Stored data:
▼
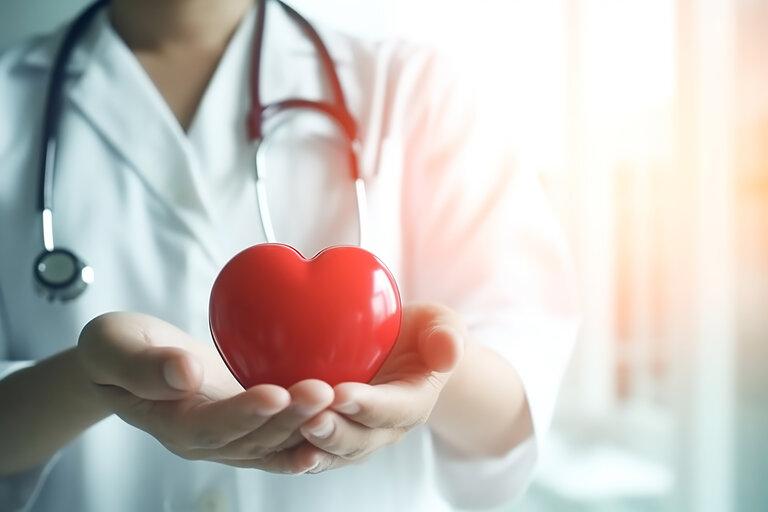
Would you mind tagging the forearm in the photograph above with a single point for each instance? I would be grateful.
(42, 408)
(482, 411)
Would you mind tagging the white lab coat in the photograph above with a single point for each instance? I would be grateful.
(158, 212)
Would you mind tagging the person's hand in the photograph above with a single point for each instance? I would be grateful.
(159, 379)
(365, 417)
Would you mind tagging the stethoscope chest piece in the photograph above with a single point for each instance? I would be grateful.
(60, 275)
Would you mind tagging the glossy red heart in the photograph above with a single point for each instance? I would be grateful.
(279, 318)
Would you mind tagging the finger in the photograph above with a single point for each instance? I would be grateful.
(340, 436)
(118, 353)
(294, 461)
(212, 425)
(441, 339)
(308, 398)
(394, 405)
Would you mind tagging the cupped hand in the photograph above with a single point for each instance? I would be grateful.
(161, 380)
(366, 417)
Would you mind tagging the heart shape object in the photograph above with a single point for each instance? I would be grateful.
(278, 318)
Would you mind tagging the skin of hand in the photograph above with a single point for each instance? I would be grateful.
(160, 380)
(366, 417)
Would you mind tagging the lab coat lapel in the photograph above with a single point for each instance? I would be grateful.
(118, 98)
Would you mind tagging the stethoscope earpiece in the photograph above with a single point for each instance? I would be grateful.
(60, 275)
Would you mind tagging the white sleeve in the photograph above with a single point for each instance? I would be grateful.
(17, 491)
(481, 239)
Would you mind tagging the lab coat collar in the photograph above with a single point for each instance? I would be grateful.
(42, 51)
(103, 75)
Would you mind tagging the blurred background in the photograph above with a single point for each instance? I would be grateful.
(648, 122)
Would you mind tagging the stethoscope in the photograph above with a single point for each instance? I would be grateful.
(59, 273)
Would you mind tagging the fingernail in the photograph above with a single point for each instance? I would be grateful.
(348, 408)
(175, 374)
(323, 430)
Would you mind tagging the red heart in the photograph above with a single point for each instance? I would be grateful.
(279, 318)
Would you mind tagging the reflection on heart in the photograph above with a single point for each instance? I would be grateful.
(279, 318)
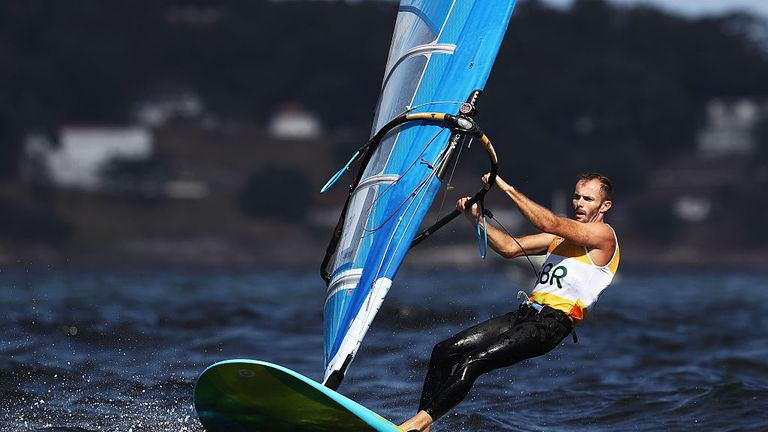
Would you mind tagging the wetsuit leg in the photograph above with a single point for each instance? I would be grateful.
(446, 354)
(529, 336)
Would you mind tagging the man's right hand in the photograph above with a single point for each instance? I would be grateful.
(471, 214)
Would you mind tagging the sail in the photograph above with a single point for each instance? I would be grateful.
(442, 51)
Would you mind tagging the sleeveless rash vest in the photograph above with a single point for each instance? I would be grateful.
(569, 281)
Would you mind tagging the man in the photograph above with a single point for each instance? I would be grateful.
(582, 257)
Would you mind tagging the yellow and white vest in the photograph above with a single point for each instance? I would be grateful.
(569, 281)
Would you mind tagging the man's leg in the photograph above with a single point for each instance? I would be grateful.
(532, 337)
(446, 354)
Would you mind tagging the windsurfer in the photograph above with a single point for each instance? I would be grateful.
(582, 257)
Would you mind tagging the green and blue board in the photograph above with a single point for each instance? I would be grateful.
(256, 396)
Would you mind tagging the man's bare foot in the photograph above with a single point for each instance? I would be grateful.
(419, 422)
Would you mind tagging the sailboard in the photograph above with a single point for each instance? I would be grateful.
(251, 395)
(440, 58)
(441, 55)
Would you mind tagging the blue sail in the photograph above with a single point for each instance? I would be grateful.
(441, 52)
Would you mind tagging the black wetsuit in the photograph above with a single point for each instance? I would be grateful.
(499, 342)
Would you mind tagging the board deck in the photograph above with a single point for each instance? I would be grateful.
(255, 396)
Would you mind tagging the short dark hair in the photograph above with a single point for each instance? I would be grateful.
(605, 183)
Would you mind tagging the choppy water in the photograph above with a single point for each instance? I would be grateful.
(120, 351)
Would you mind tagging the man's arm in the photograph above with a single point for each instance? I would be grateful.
(593, 235)
(502, 243)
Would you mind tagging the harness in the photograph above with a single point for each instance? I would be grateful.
(539, 307)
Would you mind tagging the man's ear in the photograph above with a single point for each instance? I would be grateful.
(606, 206)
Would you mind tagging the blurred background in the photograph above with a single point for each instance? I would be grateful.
(160, 168)
(165, 133)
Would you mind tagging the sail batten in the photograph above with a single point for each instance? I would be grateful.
(441, 53)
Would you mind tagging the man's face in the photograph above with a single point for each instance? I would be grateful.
(588, 201)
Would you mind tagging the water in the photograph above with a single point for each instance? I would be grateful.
(120, 351)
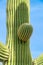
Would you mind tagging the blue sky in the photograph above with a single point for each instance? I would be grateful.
(36, 19)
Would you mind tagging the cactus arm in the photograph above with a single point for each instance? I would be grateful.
(4, 52)
(24, 32)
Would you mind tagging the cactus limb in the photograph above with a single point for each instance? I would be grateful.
(4, 52)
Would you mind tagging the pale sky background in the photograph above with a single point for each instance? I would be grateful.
(36, 19)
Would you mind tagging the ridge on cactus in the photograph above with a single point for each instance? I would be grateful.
(19, 30)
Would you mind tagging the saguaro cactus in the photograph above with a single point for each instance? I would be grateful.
(19, 31)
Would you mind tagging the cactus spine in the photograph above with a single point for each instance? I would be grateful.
(17, 14)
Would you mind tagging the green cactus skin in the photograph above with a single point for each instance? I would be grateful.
(39, 60)
(18, 13)
(4, 52)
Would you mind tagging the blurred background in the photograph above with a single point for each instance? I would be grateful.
(36, 19)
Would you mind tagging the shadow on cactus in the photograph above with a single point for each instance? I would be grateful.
(24, 29)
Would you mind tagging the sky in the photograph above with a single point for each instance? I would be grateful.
(36, 19)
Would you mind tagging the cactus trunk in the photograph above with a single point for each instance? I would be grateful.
(18, 12)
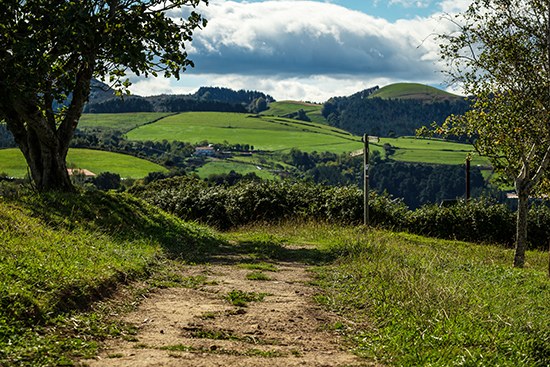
▲
### Problem to solve
Word for word, give the entries above again, with no images included.

### Output of the exercise
Would you mind tagging the forearm in the photograph above with a single point for each instance? I would be grateful.
(42, 408)
(482, 411)
Would you mind tagging the white lab coat in the photograph above with a single point for each instance? I would be grateful.
(158, 212)
Would you mind tagging the person's hand in the photograph above with a single point for each instance? I would be grateful.
(159, 379)
(365, 417)
Would you mind tagging the stethoscope chest piece in the photograph above with a single point for each instance? I would be grateful.
(60, 275)
Would you mind tagging the glossy red heart in the photograph above with a single point for each instance? I would be grateful.
(279, 318)
Would you mind tagging the finger in the photograph above with a single point for each instance? I would be grateful.
(340, 436)
(118, 353)
(294, 461)
(212, 425)
(441, 339)
(308, 398)
(394, 405)
Would you mind tagging the cupped hand in the photograph above with a single point for each instance? I would be grateful.
(161, 380)
(366, 417)
Would you mind tagging the heart shape object in the photograph above with a single point for each instance? I would be grateful.
(278, 318)
Would you mind tagging the skin of hand in the photograph above with a single point for each instance? I would be grateful.
(160, 380)
(366, 417)
Would you mind tagging the lab coat lapel in the photograph above with a single point for each instance? I would be grateful.
(118, 98)
Would you mind tagging the stethoscope earpiece in the photograph above with a single point for each instance? I would be grateful.
(60, 275)
Would you mind tagging the white sleeve in the photograph above with a single point for each instance? I would be grateful.
(17, 491)
(481, 239)
Would you mind tagging the lab coat collar in the photograph above with a single point for each instance? I would be grateful.
(42, 51)
(103, 75)
Would you mind tagging the blurred background in the photograph above with a single point for each instance? I would be grateful.
(648, 122)
Would you mind tagging the stethoscope in the photograph above with a single point for each instance? I would be grateful.
(59, 273)
Would you mind tagging the fingernail in the photograph above with a single point for each instance? I would be grateful.
(348, 408)
(175, 374)
(323, 430)
Would you mind tagging the red heart in the photograph above with a single point for each instance? I would be grateful.
(279, 318)
Would you mind tagging the reflection on heart in the photograph above with a single point for each instance? I would be grateful.
(279, 318)
Would you mind tagging the wetsuit leg in the photograph above with a single point for each instance? I would be grateful.
(446, 354)
(529, 336)
Would you mind tagging the man's right hand in the photograph above with a single point for each instance? I would be grateful.
(471, 214)
Would you mind tagging the sail in the photograph above with a single point for each instance? I would be grateful.
(442, 51)
Would you mind tagging the sleeveless rash vest in the photograph above with a single point for each instance? I would be grateful.
(569, 281)
Would you mind tagging the man in the photograph above with a single point for each instance? I would be grateful.
(582, 257)
Would you mind tagging the yellow and white vest in the photograph above with a single point for each instance? I would be grateful.
(569, 281)
Would you mind tagging the man's leg in the photograph above with a single point for each instance? I would be grateful.
(532, 337)
(446, 354)
Would you mind tagging the windsurfer in the photograph above with a single point for each instance? I would be grateful.
(582, 257)
Would you mind tagging the green and blue board in the photograph above with a single point for each instance? I would be grateful.
(256, 396)
Would you mind tagging the man's bare foot in the photograph above with a single point for each instance? I would be grateful.
(419, 422)
Would you mind tagging the sailboard in the photograph above with a single point for each instance? I would be grateful.
(251, 395)
(440, 58)
(441, 55)
Would you mind tagging the blue sail in the photograph above with a single point for each instance? I would be grateful.
(441, 52)
Would you mind tagging the black wetsuit in the photograph above with a single point for each instance? I would be grateful.
(499, 342)
Would you mind tagging the board deck in the photograph above with a single point for each instance? I would be grateful.
(255, 396)
Would you mind tagging the short dark hair in the photograph above with a single point for each instance? I would be grateful.
(605, 183)
Would you mind tagging the choppy water in the photograph above with a single point for each instance? I would be grateful.
(120, 351)
Would you mind tagging the man's arm in the photograph above with a single point for each instance? I would be grateful.
(593, 235)
(502, 243)
Would you mind tagging the harness in the photograph above with a single point for each instance? I would be grateful.
(539, 307)
Would you mind tagging the man's ear in the photograph above with a single point for each instance? I would be grateful.
(606, 206)
Would you mind tagging the blurred background in the photograph above with a single point for each instance? I would be grateful.
(160, 168)
(165, 133)
Would you mind tagging the sail batten in the photograph above with a single point for each instance? I would be grateful.
(441, 53)
Would you mind tagging the man's face in the photograph above with a single point for each instance? I would be grateful.
(588, 201)
Would you mind tagging the water in the photograph above with a single point for each instance? I would be grateful.
(120, 351)
Would you mind tagging the blue sky in the photograph above with a single point for each instance? I would be grateful.
(36, 19)
Would you mind tagging the cactus arm in the photograph above with a single point for each instance? I would be grateful.
(4, 52)
(24, 32)
Would you mind tagging the cactus limb in the photograph above with a single point for each instance? I would be grateful.
(4, 52)
Would you mind tagging the pale sky background in the photograph above with a single point for each instance? I would be grateful.
(36, 19)
Would you mind tagging the ridge on cactus in the photograph above with a single point for each instance? I would be grateful.
(19, 30)
Would you mind tagging the saguaro cactus in the photograph above with a single point for each instance? I would be grateful.
(19, 31)
Would you mind tagging the cactus spine in the photograph above with a single point for each instance? I would be grateful.
(17, 14)
Would you mind tagging the green cactus skin in the photograph above with a single point for each instance? I would be grateful.
(39, 60)
(18, 13)
(4, 52)
Would you mind tagging the blurred background in the photograph above with a single point for each instance? I would be grateful.
(36, 19)
Would you mind tagging the shadow on cactus in the photograph above with a single point for each instance? I would be grateful.
(24, 29)
Would you mind tagging the sky in the photograph above with a single point for each instance? I would be grateful.
(36, 19)
Would you mind tagging the cactus trunk in the photograph above with a single point for each instance? I would be grateful.
(18, 12)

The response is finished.